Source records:
━━━━━━━━━━━━━━━━━━━━━━━━━━━━━━

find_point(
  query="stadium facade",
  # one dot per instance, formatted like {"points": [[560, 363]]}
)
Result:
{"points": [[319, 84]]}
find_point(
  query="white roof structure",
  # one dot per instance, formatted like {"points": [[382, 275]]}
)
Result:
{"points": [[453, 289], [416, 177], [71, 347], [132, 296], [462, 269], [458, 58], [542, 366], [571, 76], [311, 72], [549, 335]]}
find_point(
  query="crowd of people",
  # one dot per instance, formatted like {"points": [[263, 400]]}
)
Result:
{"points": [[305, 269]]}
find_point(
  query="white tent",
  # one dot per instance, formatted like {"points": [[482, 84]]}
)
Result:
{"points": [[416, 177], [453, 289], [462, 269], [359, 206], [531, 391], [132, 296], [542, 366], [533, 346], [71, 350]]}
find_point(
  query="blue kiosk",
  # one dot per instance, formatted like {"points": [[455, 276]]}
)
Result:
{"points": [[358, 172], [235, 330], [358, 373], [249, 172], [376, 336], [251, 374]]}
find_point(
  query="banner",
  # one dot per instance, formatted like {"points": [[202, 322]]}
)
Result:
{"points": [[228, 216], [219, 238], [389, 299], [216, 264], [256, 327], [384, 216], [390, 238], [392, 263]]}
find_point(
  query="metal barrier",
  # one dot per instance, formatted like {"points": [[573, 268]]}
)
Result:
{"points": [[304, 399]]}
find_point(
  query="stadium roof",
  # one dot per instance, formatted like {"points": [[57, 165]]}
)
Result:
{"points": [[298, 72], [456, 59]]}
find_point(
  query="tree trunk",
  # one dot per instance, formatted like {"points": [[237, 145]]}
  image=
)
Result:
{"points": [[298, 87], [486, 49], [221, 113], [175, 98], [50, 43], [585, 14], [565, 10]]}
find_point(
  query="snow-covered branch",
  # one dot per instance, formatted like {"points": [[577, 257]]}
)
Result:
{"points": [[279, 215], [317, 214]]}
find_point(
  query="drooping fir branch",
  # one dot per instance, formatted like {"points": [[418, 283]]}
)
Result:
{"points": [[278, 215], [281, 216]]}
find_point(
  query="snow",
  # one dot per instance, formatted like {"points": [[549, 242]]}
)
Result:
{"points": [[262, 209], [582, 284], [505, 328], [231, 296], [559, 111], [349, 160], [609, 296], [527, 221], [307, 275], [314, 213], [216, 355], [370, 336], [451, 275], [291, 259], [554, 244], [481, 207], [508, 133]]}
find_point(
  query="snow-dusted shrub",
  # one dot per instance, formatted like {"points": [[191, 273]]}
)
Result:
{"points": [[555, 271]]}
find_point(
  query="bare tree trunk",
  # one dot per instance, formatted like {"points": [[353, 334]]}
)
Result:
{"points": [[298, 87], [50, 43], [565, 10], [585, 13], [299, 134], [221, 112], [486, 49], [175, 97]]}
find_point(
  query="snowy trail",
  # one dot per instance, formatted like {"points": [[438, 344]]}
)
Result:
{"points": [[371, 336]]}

━━━━━━━━━━━━━━━━━━━━━━━━━━━━━━

__Instruction__
Please report each line of the items above that contains the word "roof", copying every such line in full. Matching is case-sensitive.

__Complete answer__
  query="white roof structure",
  query="stadium roof",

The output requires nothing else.